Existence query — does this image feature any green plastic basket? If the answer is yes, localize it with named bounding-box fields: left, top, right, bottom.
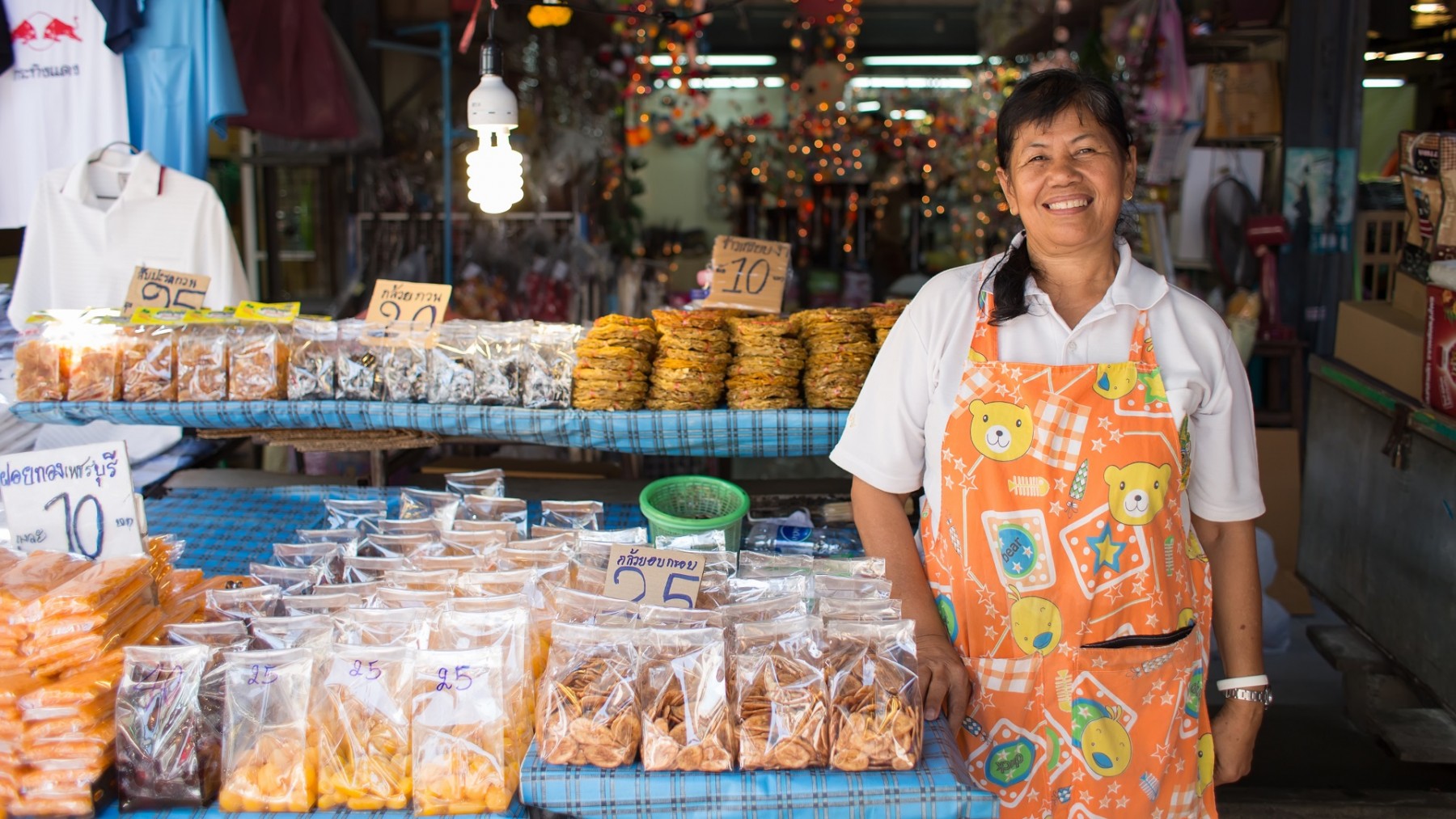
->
left=637, top=475, right=748, bottom=551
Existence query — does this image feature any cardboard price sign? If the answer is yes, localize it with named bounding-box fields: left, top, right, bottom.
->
left=121, top=264, right=213, bottom=319
left=703, top=235, right=789, bottom=313
left=606, top=544, right=708, bottom=608
left=0, top=441, right=146, bottom=560
left=366, top=279, right=450, bottom=324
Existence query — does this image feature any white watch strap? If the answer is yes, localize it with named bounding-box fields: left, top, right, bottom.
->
left=1217, top=673, right=1270, bottom=691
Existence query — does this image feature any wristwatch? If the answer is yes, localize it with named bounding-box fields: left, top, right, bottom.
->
left=1223, top=688, right=1274, bottom=711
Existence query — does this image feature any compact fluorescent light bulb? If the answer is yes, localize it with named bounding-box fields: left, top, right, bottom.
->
left=464, top=42, right=526, bottom=213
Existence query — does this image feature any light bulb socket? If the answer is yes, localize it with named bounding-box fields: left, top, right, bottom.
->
left=480, top=40, right=506, bottom=77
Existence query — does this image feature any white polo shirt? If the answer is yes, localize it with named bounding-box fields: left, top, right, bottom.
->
left=830, top=240, right=1263, bottom=521
left=7, top=151, right=249, bottom=327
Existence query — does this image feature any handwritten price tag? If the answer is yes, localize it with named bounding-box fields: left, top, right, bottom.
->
left=703, top=235, right=789, bottom=313
left=121, top=266, right=213, bottom=319
left=606, top=544, right=708, bottom=608
left=366, top=279, right=451, bottom=324
left=0, top=441, right=144, bottom=560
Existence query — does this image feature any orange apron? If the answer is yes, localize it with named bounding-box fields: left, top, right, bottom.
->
left=921, top=295, right=1216, bottom=819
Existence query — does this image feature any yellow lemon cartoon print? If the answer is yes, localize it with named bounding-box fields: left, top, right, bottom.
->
left=1103, top=462, right=1174, bottom=526
left=967, top=400, right=1032, bottom=461
left=1198, top=733, right=1213, bottom=796
left=1010, top=586, right=1061, bottom=656
left=1092, top=361, right=1137, bottom=402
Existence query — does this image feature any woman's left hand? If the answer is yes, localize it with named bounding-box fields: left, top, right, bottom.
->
left=1213, top=699, right=1263, bottom=786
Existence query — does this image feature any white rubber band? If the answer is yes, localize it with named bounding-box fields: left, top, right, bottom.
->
left=1217, top=673, right=1270, bottom=691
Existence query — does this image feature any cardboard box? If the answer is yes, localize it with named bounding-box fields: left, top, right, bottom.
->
left=1254, top=426, right=1314, bottom=614
left=1203, top=61, right=1285, bottom=140
left=1335, top=301, right=1425, bottom=395
left=1421, top=285, right=1456, bottom=415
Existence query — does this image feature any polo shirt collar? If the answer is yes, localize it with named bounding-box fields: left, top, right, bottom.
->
left=61, top=151, right=163, bottom=211
left=1012, top=233, right=1168, bottom=310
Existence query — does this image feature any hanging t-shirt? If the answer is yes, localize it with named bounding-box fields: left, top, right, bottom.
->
left=7, top=151, right=249, bottom=326
left=0, top=0, right=128, bottom=227
left=127, top=0, right=248, bottom=178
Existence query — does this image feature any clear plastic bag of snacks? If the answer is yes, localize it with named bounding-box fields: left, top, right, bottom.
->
left=288, top=315, right=339, bottom=402
left=399, top=488, right=460, bottom=530
left=227, top=322, right=290, bottom=402
left=217, top=648, right=317, bottom=813
left=446, top=470, right=506, bottom=497
left=335, top=608, right=435, bottom=648
left=121, top=324, right=178, bottom=402
left=412, top=648, right=530, bottom=816
left=455, top=495, right=530, bottom=540
left=637, top=627, right=734, bottom=772
left=546, top=586, right=637, bottom=627
left=428, top=320, right=479, bottom=404
left=248, top=563, right=324, bottom=595
left=824, top=619, right=925, bottom=771
left=66, top=322, right=122, bottom=402
left=333, top=319, right=384, bottom=402
left=116, top=646, right=220, bottom=810
left=324, top=497, right=389, bottom=534
left=535, top=623, right=642, bottom=768
left=15, top=315, right=70, bottom=402
left=819, top=598, right=901, bottom=623
left=313, top=646, right=415, bottom=810
left=540, top=500, right=603, bottom=530
left=734, top=615, right=828, bottom=771
left=248, top=614, right=333, bottom=653
left=178, top=311, right=233, bottom=402
left=473, top=322, right=532, bottom=407
left=204, top=585, right=282, bottom=623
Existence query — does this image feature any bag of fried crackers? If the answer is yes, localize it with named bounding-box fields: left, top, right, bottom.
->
left=412, top=648, right=530, bottom=816
left=824, top=619, right=923, bottom=771
left=734, top=615, right=828, bottom=770
left=535, top=623, right=642, bottom=768
left=311, top=646, right=413, bottom=810
left=637, top=627, right=734, bottom=772
left=217, top=648, right=319, bottom=813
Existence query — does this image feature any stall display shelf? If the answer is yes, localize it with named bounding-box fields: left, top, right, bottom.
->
left=11, top=402, right=849, bottom=458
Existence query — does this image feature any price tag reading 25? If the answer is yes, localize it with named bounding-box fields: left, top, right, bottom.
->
left=703, top=235, right=789, bottom=313
left=606, top=544, right=708, bottom=608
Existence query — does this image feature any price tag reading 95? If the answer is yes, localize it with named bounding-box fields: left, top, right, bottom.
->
left=121, top=264, right=213, bottom=319
left=606, top=544, right=708, bottom=608
left=703, top=235, right=789, bottom=313
left=0, top=441, right=144, bottom=560
left=364, top=279, right=451, bottom=324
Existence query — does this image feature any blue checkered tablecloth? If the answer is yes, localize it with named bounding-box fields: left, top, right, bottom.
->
left=146, top=486, right=646, bottom=576
left=521, top=720, right=997, bottom=819
left=11, top=402, right=849, bottom=458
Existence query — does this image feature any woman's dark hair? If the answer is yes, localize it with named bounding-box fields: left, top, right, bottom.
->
left=981, top=69, right=1132, bottom=324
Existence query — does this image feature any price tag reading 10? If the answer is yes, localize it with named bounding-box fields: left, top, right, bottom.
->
left=703, top=235, right=789, bottom=313
left=0, top=441, right=144, bottom=560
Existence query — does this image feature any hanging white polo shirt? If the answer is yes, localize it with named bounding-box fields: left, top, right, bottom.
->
left=9, top=151, right=249, bottom=326
left=0, top=0, right=129, bottom=228
left=830, top=240, right=1263, bottom=521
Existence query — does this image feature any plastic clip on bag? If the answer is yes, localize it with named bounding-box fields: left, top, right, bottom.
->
left=217, top=648, right=317, bottom=813
left=313, top=646, right=413, bottom=810
left=535, top=623, right=642, bottom=768
left=637, top=627, right=734, bottom=772
left=116, top=646, right=220, bottom=810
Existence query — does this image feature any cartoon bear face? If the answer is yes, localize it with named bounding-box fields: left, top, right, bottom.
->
left=1081, top=708, right=1132, bottom=777
left=968, top=400, right=1032, bottom=461
left=1010, top=586, right=1061, bottom=656
left=1092, top=361, right=1137, bottom=402
left=1103, top=462, right=1174, bottom=526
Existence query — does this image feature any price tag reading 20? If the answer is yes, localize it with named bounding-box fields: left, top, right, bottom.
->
left=606, top=544, right=708, bottom=608
left=703, top=235, right=789, bottom=313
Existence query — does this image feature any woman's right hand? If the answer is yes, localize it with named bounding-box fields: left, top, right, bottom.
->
left=914, top=634, right=971, bottom=732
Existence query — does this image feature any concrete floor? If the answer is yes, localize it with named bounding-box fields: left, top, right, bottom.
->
left=1213, top=601, right=1456, bottom=819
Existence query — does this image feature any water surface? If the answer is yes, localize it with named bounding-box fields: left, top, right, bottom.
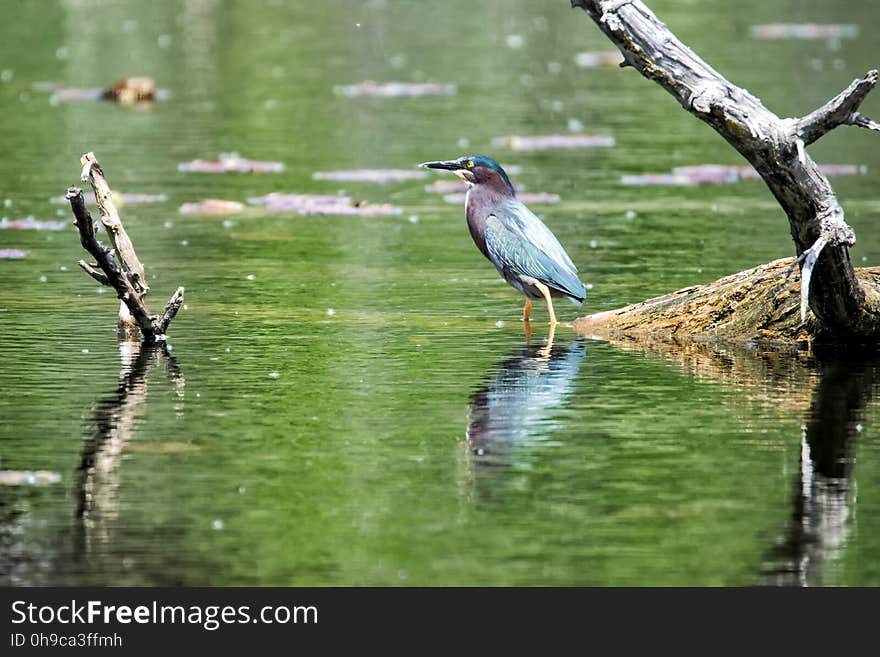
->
left=0, top=0, right=880, bottom=585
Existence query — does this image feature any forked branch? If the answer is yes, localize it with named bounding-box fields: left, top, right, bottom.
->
left=66, top=153, right=184, bottom=342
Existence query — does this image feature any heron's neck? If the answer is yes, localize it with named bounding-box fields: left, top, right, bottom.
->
left=465, top=185, right=515, bottom=260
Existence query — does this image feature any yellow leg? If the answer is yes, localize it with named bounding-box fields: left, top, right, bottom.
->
left=538, top=324, right=556, bottom=358
left=534, top=281, right=556, bottom=326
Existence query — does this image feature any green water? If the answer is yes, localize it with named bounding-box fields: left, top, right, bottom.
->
left=0, top=0, right=880, bottom=585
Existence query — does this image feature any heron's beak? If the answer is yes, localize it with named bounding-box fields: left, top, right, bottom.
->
left=419, top=160, right=464, bottom=171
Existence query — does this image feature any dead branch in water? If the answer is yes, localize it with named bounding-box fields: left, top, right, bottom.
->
left=66, top=153, right=184, bottom=342
left=571, top=0, right=880, bottom=341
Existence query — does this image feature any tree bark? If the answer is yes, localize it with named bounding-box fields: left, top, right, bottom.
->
left=66, top=153, right=184, bottom=342
left=571, top=0, right=880, bottom=341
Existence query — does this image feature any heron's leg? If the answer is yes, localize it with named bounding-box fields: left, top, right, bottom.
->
left=538, top=324, right=556, bottom=358
left=534, top=281, right=556, bottom=326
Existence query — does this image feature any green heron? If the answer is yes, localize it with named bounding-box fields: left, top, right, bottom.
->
left=419, top=155, right=587, bottom=326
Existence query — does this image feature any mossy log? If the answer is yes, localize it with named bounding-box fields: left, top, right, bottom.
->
left=571, top=0, right=880, bottom=343
left=572, top=258, right=880, bottom=348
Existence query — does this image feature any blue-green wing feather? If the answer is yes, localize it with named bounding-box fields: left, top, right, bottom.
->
left=485, top=210, right=586, bottom=301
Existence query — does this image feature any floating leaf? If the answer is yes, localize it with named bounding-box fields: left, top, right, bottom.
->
left=751, top=23, right=859, bottom=39
left=621, top=164, right=868, bottom=185
left=492, top=135, right=614, bottom=151
left=333, top=80, right=456, bottom=98
left=179, top=198, right=245, bottom=217
left=0, top=217, right=72, bottom=230
left=574, top=50, right=623, bottom=68
left=248, top=192, right=402, bottom=216
left=49, top=192, right=168, bottom=205
left=425, top=180, right=467, bottom=194
left=0, top=470, right=61, bottom=486
left=177, top=153, right=284, bottom=173
left=312, top=169, right=428, bottom=184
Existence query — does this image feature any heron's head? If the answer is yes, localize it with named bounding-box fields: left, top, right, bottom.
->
left=419, top=155, right=513, bottom=194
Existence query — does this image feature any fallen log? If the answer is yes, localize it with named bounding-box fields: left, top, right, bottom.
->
left=65, top=153, right=184, bottom=342
left=571, top=0, right=880, bottom=342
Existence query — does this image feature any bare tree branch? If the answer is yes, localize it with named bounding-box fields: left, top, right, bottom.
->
left=67, top=153, right=184, bottom=342
left=80, top=153, right=150, bottom=295
left=796, top=70, right=877, bottom=145
left=571, top=0, right=880, bottom=338
left=66, top=187, right=157, bottom=340
left=156, top=287, right=185, bottom=334
left=76, top=260, right=113, bottom=287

===============

# [Exercise objective]
Copy the records from the line containing "Existence query — does this image feature any white polo" to the line containing "left=921, top=295, right=1216, bottom=819", changing "orange apron" to "blue apron" and leaving everything else as it is. Return only those lines.

# [Exercise answer]
Existence query — does this image feature any white polo shirt? If the answer is yes, localize it with named bounding-box fields: left, top, right, bottom.
->
left=830, top=240, right=1263, bottom=521
left=7, top=151, right=249, bottom=327
Existence query — does this image feature any handwritten price tag? If the answer is yes, localize it with named bounding-box fields: left, top, right, bottom.
->
left=703, top=235, right=789, bottom=313
left=121, top=266, right=213, bottom=319
left=606, top=544, right=708, bottom=608
left=366, top=279, right=451, bottom=324
left=0, top=441, right=144, bottom=560
Existence query — does this image feature any blue apron? If the answer is yes, localize it with named bounding-box fields: left, top, right, bottom.
->
left=921, top=295, right=1216, bottom=819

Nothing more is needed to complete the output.